:: Task prompt ::
According to the article on donor nerve transplantation, which institute awarded Susan E. Mackinnon the $2.6 million grant?

:: Source passage ::
* * * * *
By Diane Duke Williams
November 2, 2001
Susan E. Mackinnon, M.D., the Shoenberg Professor and chief of the Division of Plastic and Reconstructive Surgery at the School of Medicine, has received a $2.6 million grant from the National Institute of Neurological Disorders and Stroke to study the transplantation of donor nerves.
Mackinnon is considered an international authority on nerve regeneration and transplantation and on the use of limited immunosuppression following nerve transplantation. She was the first surgeon in the world to transplant peripheral nerves from a donor cadaver into a patient without the use of lifelong immunosuppressive drugs.
In the past, physicians had few alternatives to amputating the limbs of accident victims with extensive nerve damage to their arms or legs. They were convinced that a patient's body would reject a donor nerve without lifetime use of immunosuppressants, drugs that prevent rejection by suppressing the body's immune system. Unfortunately, these drugs also increase the risk of contracting potentially life-threatening illnesses or of permanently damaging the kidneys or liver. For these reasons, the risks of nerve transplantation were thought to be higher than the risks of amputation.
Mackinnon, however, has successfully transplanted donor nerves into patients using only a temporary course of immunosuppressive medication. Because of her research, patients have not only avoided amputation but also have regained use of their arms and legs.
Mackinnon's grant will enable her to test new donor-specific immunosuppressive
drugs that may allow doctors to transplant nerves for more common injuries.
* * * * *
(Natural-language object grounding data)

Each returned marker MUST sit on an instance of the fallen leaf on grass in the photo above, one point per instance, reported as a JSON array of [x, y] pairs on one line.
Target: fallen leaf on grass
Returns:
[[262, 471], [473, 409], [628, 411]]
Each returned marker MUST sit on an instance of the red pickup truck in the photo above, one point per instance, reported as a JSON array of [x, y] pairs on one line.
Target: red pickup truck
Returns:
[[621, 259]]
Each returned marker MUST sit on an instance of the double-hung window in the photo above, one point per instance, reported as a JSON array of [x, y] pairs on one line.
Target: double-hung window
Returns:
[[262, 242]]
* * * * *
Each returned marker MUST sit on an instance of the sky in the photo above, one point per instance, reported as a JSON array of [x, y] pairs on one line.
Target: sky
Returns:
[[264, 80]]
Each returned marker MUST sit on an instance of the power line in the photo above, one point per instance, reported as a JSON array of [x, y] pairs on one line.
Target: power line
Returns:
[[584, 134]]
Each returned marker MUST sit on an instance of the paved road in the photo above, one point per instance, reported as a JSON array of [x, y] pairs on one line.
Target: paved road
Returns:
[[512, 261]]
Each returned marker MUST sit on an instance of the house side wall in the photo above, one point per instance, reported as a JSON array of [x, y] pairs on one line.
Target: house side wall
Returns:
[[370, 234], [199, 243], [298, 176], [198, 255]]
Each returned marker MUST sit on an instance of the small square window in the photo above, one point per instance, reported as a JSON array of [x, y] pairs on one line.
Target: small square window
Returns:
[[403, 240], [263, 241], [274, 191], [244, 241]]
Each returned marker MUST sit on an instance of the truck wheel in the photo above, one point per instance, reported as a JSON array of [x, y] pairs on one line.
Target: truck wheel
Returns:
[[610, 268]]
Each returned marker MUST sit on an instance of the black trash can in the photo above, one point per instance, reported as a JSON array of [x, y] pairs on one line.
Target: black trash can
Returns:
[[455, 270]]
* * * * *
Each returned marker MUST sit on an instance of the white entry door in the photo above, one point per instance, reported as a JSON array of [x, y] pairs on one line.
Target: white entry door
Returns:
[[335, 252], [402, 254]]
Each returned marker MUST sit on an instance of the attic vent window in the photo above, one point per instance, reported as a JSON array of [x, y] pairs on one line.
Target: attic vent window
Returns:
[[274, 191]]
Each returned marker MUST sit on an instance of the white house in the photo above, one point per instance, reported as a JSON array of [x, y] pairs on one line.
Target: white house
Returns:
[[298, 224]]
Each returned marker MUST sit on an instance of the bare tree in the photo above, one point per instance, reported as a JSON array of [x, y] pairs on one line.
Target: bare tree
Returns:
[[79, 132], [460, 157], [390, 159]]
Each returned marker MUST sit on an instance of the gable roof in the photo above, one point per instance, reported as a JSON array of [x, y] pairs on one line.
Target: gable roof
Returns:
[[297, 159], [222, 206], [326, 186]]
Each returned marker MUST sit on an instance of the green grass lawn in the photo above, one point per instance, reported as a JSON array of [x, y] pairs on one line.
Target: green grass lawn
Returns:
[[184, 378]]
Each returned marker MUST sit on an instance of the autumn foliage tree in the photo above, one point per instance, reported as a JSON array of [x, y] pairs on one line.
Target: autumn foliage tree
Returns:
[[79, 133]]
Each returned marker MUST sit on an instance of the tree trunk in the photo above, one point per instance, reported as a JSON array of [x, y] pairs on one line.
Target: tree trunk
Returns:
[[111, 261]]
* * * * *
:: Expected answer ::
The National Institute of Neurological Disorders and Stroke.